### Exercise aim:
Name every person in the text on big data and privacy, and give the company each one works for.

### Extracted text:
------------------------------
However, big data has significant privacy implications. According to Ben Knieff, director of fraud product marketing at NICE Actimise, a fraud solutions vendor that uses big data analytics, there are indications that big data presents a double-edged sword. “When analysed intelligently, it can provide consumers with valuable offers or be used to reduce fraud,” he says. “The question is how well it is secured by the trusted parties holding it and how much control the owner or creator has over its use and distribution”.

Customer and industry panels at EMC’s 2012 Data Science Summit made it clear that privacy is a central concern for businesses working with big data. Chris Roche, regional director at Greenplum, EMC’s big data division, explains that this is partially down to the fact that social data is a critical part of the big data equation. It is “one of the drivers of big data analytics and a major source of concern regarding privacy”, says Mr Roche.

He highlights the gap between the Facebook generation, who have few concerns about what information they put into the public domain, and others who tend to be more cautious. “We live in a world that is divided on where to draw the privacy line,” he says.

The big question is how much information are consumers of products and services willing to give up in exchange for value. According to Conrad Bennett, vice president of technical services, Europe, the Middle East and Africa (EMEA), at web analytics company Webtrends, the key is mutual respect. “It is about enabling people to opt in or out, and respecting their choices and their privacy around sensitive data, notwithstanding the potential technical challenges.” He adds that people’s expectations of privacy and the amount of information they choose to share varies significantly by age group and technical aptitude.
------------------------------
### Data extract:
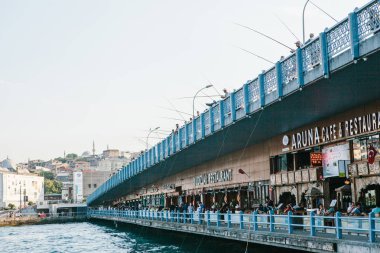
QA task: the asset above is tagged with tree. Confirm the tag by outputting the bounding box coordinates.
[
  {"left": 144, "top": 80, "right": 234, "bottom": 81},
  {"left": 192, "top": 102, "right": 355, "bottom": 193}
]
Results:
[
  {"left": 38, "top": 171, "right": 54, "bottom": 180},
  {"left": 44, "top": 178, "right": 62, "bottom": 194},
  {"left": 65, "top": 153, "right": 78, "bottom": 160}
]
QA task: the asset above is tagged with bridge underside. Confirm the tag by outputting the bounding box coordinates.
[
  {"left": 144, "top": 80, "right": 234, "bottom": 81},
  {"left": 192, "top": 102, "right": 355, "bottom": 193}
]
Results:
[{"left": 91, "top": 51, "right": 380, "bottom": 205}]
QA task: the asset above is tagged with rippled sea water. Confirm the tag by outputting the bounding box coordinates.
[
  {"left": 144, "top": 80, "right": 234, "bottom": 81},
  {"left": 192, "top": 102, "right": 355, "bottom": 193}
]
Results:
[{"left": 0, "top": 222, "right": 304, "bottom": 253}]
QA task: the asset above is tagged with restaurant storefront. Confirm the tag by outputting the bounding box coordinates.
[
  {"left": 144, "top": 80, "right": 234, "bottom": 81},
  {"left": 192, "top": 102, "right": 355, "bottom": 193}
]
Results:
[
  {"left": 270, "top": 103, "right": 380, "bottom": 209},
  {"left": 117, "top": 102, "right": 380, "bottom": 210}
]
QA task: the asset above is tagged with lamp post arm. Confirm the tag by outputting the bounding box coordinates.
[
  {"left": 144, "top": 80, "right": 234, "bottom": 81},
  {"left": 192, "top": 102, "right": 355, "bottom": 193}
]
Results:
[{"left": 302, "top": 0, "right": 310, "bottom": 44}]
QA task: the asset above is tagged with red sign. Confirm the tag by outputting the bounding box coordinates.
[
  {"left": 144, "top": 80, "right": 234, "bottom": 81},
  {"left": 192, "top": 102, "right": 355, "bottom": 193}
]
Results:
[
  {"left": 368, "top": 145, "right": 377, "bottom": 164},
  {"left": 310, "top": 152, "right": 322, "bottom": 167}
]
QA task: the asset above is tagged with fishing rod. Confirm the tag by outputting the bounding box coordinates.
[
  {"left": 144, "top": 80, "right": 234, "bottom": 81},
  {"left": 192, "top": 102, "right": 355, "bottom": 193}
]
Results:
[
  {"left": 158, "top": 106, "right": 193, "bottom": 117},
  {"left": 166, "top": 99, "right": 186, "bottom": 121},
  {"left": 310, "top": 1, "right": 338, "bottom": 22},
  {"left": 235, "top": 46, "right": 274, "bottom": 64},
  {"left": 276, "top": 15, "right": 301, "bottom": 41},
  {"left": 234, "top": 23, "right": 293, "bottom": 50}
]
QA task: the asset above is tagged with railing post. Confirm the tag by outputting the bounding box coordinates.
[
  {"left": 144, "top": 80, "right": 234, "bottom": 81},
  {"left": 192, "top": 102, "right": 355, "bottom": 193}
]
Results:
[
  {"left": 319, "top": 32, "right": 330, "bottom": 78},
  {"left": 276, "top": 62, "right": 283, "bottom": 99},
  {"left": 335, "top": 212, "right": 342, "bottom": 239},
  {"left": 310, "top": 211, "right": 315, "bottom": 236},
  {"left": 296, "top": 48, "right": 305, "bottom": 88},
  {"left": 200, "top": 113, "right": 206, "bottom": 139},
  {"left": 227, "top": 210, "right": 231, "bottom": 228},
  {"left": 252, "top": 211, "right": 258, "bottom": 231},
  {"left": 243, "top": 82, "right": 249, "bottom": 114},
  {"left": 269, "top": 210, "right": 274, "bottom": 232},
  {"left": 368, "top": 212, "right": 376, "bottom": 242},
  {"left": 258, "top": 74, "right": 265, "bottom": 107},
  {"left": 230, "top": 91, "right": 236, "bottom": 122},
  {"left": 216, "top": 211, "right": 220, "bottom": 227},
  {"left": 209, "top": 106, "right": 214, "bottom": 134},
  {"left": 219, "top": 100, "right": 224, "bottom": 128},
  {"left": 239, "top": 211, "right": 244, "bottom": 229},
  {"left": 348, "top": 11, "right": 359, "bottom": 60},
  {"left": 288, "top": 211, "right": 293, "bottom": 234}
]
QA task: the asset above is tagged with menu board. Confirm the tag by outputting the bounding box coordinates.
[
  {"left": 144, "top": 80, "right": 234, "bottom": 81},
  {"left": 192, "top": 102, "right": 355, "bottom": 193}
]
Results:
[
  {"left": 322, "top": 143, "right": 350, "bottom": 178},
  {"left": 310, "top": 152, "right": 322, "bottom": 167}
]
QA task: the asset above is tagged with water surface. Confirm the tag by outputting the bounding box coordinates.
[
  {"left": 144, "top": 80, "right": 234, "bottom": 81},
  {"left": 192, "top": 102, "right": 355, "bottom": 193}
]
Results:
[{"left": 0, "top": 222, "right": 304, "bottom": 253}]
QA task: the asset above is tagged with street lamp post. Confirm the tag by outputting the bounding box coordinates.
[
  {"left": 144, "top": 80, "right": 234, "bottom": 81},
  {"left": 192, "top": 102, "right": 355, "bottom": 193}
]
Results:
[
  {"left": 146, "top": 127, "right": 160, "bottom": 150},
  {"left": 302, "top": 0, "right": 310, "bottom": 44},
  {"left": 193, "top": 84, "right": 213, "bottom": 119}
]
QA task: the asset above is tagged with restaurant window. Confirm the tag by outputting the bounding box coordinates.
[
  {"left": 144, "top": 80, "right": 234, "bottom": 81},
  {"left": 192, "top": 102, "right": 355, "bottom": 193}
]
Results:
[
  {"left": 270, "top": 154, "right": 293, "bottom": 174},
  {"left": 295, "top": 150, "right": 311, "bottom": 170},
  {"left": 352, "top": 134, "right": 380, "bottom": 162}
]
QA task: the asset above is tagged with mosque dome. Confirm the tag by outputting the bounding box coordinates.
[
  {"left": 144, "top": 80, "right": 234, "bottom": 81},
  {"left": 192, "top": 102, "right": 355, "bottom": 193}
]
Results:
[
  {"left": 1, "top": 157, "right": 17, "bottom": 171},
  {"left": 82, "top": 151, "right": 91, "bottom": 157}
]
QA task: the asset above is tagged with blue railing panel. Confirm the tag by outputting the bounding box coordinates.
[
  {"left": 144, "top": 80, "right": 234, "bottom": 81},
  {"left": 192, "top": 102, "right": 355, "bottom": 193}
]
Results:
[
  {"left": 281, "top": 54, "right": 297, "bottom": 86},
  {"left": 212, "top": 104, "right": 221, "bottom": 131},
  {"left": 204, "top": 110, "right": 211, "bottom": 135},
  {"left": 173, "top": 129, "right": 180, "bottom": 153},
  {"left": 357, "top": 1, "right": 380, "bottom": 41},
  {"left": 179, "top": 127, "right": 186, "bottom": 149},
  {"left": 195, "top": 117, "right": 202, "bottom": 140},
  {"left": 302, "top": 38, "right": 322, "bottom": 72},
  {"left": 264, "top": 68, "right": 277, "bottom": 95},
  {"left": 248, "top": 79, "right": 260, "bottom": 112},
  {"left": 234, "top": 88, "right": 245, "bottom": 119},
  {"left": 187, "top": 121, "right": 194, "bottom": 144},
  {"left": 223, "top": 96, "right": 232, "bottom": 125},
  {"left": 326, "top": 18, "right": 350, "bottom": 60}
]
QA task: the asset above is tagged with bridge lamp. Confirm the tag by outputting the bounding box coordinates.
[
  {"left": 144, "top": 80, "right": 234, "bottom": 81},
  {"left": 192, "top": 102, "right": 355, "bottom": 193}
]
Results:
[
  {"left": 193, "top": 84, "right": 213, "bottom": 117},
  {"left": 146, "top": 127, "right": 160, "bottom": 150},
  {"left": 238, "top": 169, "right": 249, "bottom": 178}
]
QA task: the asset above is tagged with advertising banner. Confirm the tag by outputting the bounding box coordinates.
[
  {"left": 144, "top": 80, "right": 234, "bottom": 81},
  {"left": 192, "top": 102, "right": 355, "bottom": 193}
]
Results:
[{"left": 322, "top": 143, "right": 350, "bottom": 178}]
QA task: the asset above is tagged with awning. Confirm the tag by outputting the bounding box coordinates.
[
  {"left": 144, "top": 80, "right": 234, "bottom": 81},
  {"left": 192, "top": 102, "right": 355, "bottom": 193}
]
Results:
[
  {"left": 305, "top": 187, "right": 322, "bottom": 197},
  {"left": 335, "top": 185, "right": 351, "bottom": 193}
]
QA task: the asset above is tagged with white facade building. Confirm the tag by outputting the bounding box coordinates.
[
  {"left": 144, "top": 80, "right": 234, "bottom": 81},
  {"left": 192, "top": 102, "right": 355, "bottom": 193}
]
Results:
[
  {"left": 73, "top": 172, "right": 83, "bottom": 203},
  {"left": 0, "top": 170, "right": 44, "bottom": 208}
]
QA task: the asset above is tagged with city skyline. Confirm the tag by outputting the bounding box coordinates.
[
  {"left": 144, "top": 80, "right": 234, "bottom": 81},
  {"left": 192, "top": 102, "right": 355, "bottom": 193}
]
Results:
[{"left": 0, "top": 0, "right": 366, "bottom": 162}]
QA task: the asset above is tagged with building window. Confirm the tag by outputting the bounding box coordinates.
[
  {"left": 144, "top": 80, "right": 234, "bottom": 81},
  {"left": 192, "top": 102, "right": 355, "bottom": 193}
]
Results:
------------------------------
### Written answer:
- Ben Knieff: NICE Actimise
- Chris Roche: Greenplum, EMC's big data division
- Conrad Bennett: Webtrends